[Collected data entries]
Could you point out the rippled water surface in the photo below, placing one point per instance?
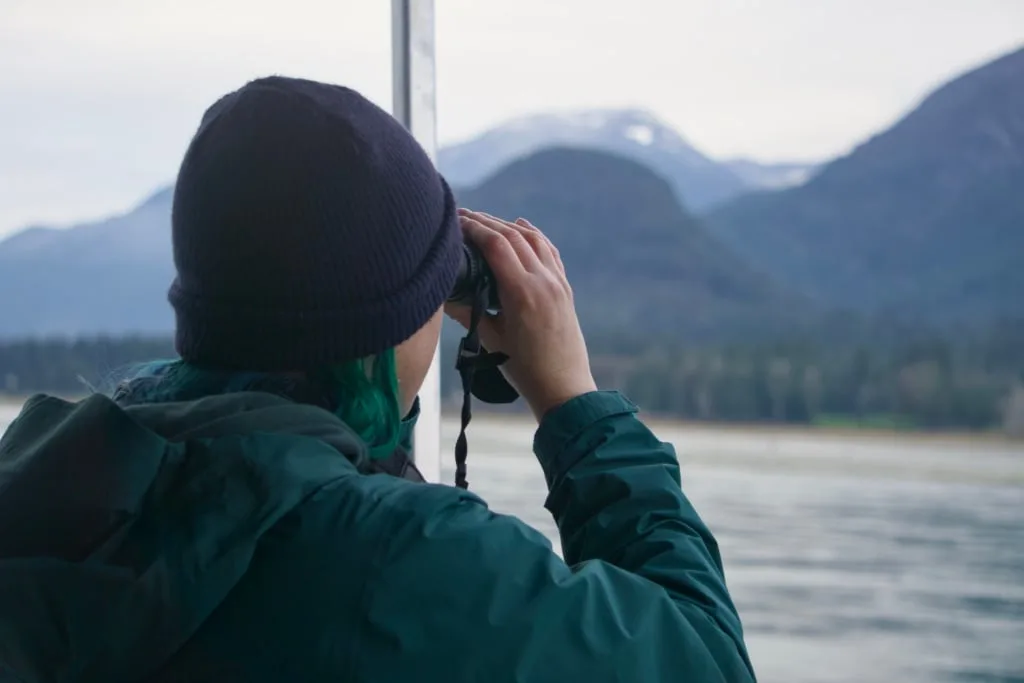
(851, 559)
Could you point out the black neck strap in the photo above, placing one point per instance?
(473, 357)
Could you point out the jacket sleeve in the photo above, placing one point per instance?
(639, 598)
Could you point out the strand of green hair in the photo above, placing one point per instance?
(364, 392)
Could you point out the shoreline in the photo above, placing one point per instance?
(755, 428)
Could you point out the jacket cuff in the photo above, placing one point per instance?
(565, 423)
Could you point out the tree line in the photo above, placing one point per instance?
(965, 381)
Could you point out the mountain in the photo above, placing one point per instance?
(105, 276)
(637, 260)
(771, 176)
(925, 217)
(699, 181)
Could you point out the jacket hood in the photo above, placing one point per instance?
(123, 528)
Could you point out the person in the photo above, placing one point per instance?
(249, 511)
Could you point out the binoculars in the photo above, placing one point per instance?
(474, 274)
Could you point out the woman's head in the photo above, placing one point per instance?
(310, 232)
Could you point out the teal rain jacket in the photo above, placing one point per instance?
(238, 538)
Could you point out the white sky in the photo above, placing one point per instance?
(98, 97)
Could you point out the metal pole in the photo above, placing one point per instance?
(413, 93)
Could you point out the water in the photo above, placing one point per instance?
(851, 559)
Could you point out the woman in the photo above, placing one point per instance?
(236, 516)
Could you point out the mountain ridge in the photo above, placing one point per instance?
(927, 206)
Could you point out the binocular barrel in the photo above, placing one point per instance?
(474, 273)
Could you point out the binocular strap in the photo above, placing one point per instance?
(472, 357)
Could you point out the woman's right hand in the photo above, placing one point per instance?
(538, 328)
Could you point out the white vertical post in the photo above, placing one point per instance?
(413, 103)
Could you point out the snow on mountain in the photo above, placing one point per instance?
(698, 180)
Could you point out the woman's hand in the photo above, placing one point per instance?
(538, 328)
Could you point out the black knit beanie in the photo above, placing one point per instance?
(309, 228)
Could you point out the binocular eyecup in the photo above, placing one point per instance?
(474, 273)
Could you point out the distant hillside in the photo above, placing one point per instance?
(107, 276)
(698, 181)
(636, 258)
(927, 216)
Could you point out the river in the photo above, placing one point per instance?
(852, 558)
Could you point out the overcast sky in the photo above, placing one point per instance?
(98, 97)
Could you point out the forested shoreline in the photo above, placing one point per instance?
(926, 383)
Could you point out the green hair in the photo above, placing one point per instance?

* Written instruction:
Please retype all of the records above word for word, leaving out the pictures.

* The reply:
Could you point out the rippled water surface in the photo below, placing one point per instance?
(851, 559)
Could you point out the black neck strap in the photo above, placing one point per instance?
(473, 357)
Could you point out the jacket sleeve in the photo above, placing one point per instance?
(639, 598)
Could you point out the strand of green hair in the photo above, placing one point per instance?
(364, 392)
Could you point out the shoreline in the photo above, placing one point per instance?
(755, 428)
Could you point out the jacket cuff in the photo above, placing one point per instance?
(565, 423)
Could you point out the tree line in the photo above, placing one point per instance?
(965, 381)
Could you point out the mountain in the photo above, placing one point per instance?
(105, 276)
(637, 260)
(771, 176)
(925, 217)
(699, 181)
Could you point out the jacket hood in the photo above, placing one point per instance?
(123, 528)
Could you point out the person in the photo above, placing one point per instance?
(249, 511)
Could you point out the binoculars in the photo above, placing one point per instance?
(474, 274)
Could you point out the woman's head in the photo above, placing one point per instance?
(310, 232)
Could you point out the teal rain jacket in the photo above, placing one point per instance?
(238, 538)
Could you point out the white sky in the photo above, placing one point per instance?
(98, 97)
Could you point out the metal pole in the photo above, placing one point per instance?
(413, 93)
Could you point out the water in the photo above, placing one point per instance?
(851, 559)
Could you point out the woman in the photo above, placing one point per instance?
(236, 516)
Could you point out the mountain ridge in the photo above, placing one point per instance?
(927, 206)
Could you point out the binocular barrel in the photo above, placing one point per instance?
(474, 273)
Could you point out the binocular strap in the photo above, placing one point per instance?
(472, 357)
Could you point out the woman's right hand in the photo above, placing one point per instance?
(538, 328)
Could you point out the white vertical post in the photo above, placing one point per instance?
(413, 103)
Could you point out the snow on mountain in the photo above, placing one point per instance?
(698, 180)
Could you point out the woman's hand in the photo above, placing one point per instance?
(538, 328)
Could you point out the black knit beanie in the photo above, placing one point per instance?
(309, 228)
Could you point out the binocular eyecup in the photo above, placing one point per instance?
(474, 273)
Could you point out the distant hillside in the photo above, placing one point per instance?
(107, 276)
(698, 181)
(636, 258)
(927, 216)
Could you point out the river in the photo above, placing one point per instance?
(852, 558)
Could you point out the overcast sky in the photo above, placing one point per instance?
(98, 97)
Could you point out the forested shoreline in the photo above, placing one point per instance?
(926, 383)
Could you point out the green hair in the photo above, placing one point per instance?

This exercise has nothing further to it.